• _Activity 1_:
In the news report below, in which Palestinian village did the attack on the bus take place?
• _Activity 2_:
Copy the news report below from "JERUSALEM: A shooting" to "Israeli medics said.", changing "shooting attack" to "gun attack".

• _Reading passage_:
JERUSALEM: A shooting attack on a bus carrying Israelis in the occupied West Bank killed at least three people and wounded seven others on Monday, Israeli medics said.
Israel’s Magen David Adom rescue service said those killed included two women in their 60s and a man in his 40s.
Violence has surged in the West Bank since Hamas’ Oct. 7, 2023 attack out of Gaza ignited the ongoing war there.
The attack occurred in the Palestinian village of Al-Funduq, on one of the main east-west roads crossing the territory. The identities of the attackers and those killed were not immediately known. The military said it was looking for the attackers, who fled.
Palestinians have carried out scores of shooting, stabbing and car-ramming attacks against Israelis in recent years. Israel has launched near-nightly military raids across the territory that frequently trigger gunbattle with militants.
The Palestinian Health Ministry says at least 835 Palestinians have been killed by Israeli fire in the West Bank since the start of the war in Gaza.
Israel captured the West Bank, Gaza and east Jerusalem in the 1967 Mideast war, and the Palestinians want all three territories for their future state.
Some 3 million Palestinians live in the West Bank under seemingly open-ended Israeli military rule, with the internationally recognized Palestinian Authority administering population centers. Over 500,000 Israeli settlers live in scores of settlements, which most of the international community considers illegal.
Meanwhile, the war in Gaza is raging with no end in sight, though there has reportedly been recent progress in long-running talks aimed at a ceasefire and hostage release.
The war began when Hamas-led militants stormed across the border in a massive surprise attack nearly 15 months ago, killing some 1,200 people, mostly civilians, and abducting around 250. Some 100 hostages are still inside Gaza, at least a third of whom are believed to be dead.
Israel’s air and ground offensive has killed over 45,800 Palestinians in Gaza, according to local health authorities, who say women and children make up more than half of those killed. They do not say how many of the dead were militants. The Israeli military says it has killed over 17,000 fighters, without providing evidence.
The war has destroyed vast areas of Gaza and displaced 90 percent of the territory’s population of 2.3 million, often multiple times. Hundreds of thousands are enduring a cold, rainy winter in tent camps along the windy coast. At least seven infants have died of hypothermia because of the harsh conditions, according to Gaza’s Health Ministry.

• _Data entries_:
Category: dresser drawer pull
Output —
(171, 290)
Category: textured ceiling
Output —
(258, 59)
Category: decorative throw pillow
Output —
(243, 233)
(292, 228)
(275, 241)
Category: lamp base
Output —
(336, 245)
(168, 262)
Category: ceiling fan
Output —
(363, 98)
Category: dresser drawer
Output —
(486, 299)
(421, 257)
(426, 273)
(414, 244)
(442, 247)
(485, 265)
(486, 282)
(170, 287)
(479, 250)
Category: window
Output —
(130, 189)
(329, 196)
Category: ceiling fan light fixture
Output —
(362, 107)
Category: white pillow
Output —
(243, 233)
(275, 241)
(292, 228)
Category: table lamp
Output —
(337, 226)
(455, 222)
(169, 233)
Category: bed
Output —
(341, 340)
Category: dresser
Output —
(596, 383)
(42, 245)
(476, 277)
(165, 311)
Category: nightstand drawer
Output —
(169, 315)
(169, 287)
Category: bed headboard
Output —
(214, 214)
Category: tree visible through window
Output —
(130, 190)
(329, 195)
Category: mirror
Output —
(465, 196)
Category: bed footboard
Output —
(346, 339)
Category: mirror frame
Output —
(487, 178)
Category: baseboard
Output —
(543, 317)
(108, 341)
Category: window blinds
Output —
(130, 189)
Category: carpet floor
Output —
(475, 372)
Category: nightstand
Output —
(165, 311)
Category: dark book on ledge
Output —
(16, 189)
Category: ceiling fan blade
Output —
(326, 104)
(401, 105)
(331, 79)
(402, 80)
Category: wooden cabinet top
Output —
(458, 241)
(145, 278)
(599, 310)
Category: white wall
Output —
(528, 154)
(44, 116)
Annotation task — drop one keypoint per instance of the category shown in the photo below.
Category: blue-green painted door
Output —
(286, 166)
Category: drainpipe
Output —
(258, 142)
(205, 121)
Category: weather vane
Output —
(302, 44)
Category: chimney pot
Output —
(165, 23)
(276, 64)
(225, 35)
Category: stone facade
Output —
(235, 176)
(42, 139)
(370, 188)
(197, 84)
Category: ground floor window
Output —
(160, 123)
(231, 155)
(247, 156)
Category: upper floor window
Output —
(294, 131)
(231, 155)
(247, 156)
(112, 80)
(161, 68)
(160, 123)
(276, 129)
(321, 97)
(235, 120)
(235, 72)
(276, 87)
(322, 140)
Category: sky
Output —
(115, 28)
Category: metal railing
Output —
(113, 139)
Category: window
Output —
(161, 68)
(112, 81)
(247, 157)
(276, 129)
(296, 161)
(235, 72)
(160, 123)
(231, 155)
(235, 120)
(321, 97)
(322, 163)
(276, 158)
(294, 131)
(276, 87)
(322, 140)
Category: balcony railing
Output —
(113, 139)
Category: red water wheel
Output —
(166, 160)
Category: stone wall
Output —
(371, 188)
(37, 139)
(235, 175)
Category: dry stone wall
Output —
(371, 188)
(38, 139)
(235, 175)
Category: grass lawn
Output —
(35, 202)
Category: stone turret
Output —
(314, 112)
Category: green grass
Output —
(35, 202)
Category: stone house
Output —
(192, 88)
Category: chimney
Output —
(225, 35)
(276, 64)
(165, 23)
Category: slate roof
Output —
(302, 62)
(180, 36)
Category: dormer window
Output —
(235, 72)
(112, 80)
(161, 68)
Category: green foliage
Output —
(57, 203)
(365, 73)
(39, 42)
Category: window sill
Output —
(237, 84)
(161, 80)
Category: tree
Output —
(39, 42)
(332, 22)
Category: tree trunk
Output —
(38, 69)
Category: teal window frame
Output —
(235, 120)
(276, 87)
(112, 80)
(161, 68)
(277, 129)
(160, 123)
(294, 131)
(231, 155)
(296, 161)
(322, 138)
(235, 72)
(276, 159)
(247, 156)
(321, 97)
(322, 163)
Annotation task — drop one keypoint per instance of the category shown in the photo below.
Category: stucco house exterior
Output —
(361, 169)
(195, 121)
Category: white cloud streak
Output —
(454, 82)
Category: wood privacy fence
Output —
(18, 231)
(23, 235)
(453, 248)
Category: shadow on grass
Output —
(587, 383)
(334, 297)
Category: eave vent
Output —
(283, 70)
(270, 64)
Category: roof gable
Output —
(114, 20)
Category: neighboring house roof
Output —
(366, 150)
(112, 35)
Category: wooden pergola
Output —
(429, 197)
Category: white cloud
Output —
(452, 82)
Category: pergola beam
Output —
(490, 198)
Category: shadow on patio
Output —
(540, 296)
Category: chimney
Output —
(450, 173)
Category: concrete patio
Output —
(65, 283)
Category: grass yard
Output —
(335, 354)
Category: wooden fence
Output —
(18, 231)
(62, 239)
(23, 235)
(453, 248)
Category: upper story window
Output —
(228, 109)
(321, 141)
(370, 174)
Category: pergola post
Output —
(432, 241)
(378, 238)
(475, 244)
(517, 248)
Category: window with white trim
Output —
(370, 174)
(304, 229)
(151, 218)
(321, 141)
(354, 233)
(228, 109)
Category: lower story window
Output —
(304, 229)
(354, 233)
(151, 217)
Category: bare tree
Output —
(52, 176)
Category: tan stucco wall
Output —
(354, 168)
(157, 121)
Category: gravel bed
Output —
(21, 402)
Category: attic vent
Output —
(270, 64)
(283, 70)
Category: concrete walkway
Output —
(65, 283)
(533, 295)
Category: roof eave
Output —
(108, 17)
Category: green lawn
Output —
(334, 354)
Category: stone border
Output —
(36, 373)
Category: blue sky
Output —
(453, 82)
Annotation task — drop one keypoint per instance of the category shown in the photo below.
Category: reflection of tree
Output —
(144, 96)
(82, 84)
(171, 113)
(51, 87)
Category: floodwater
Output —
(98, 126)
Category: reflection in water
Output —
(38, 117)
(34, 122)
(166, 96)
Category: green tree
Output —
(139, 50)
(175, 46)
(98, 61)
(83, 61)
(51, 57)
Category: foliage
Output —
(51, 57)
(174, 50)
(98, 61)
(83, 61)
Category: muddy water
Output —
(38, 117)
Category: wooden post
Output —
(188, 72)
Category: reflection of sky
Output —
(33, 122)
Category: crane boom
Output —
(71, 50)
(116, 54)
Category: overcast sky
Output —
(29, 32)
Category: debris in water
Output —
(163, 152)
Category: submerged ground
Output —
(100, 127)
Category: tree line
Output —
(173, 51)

• _Solution 1_:
Al-Funduq

• _Solution 2_:
JERUSALEM: A gun attack on a bus carrying Israelis in the occupied West Bank killed at least three people and wounded seven others on Monday, Israeli medics said.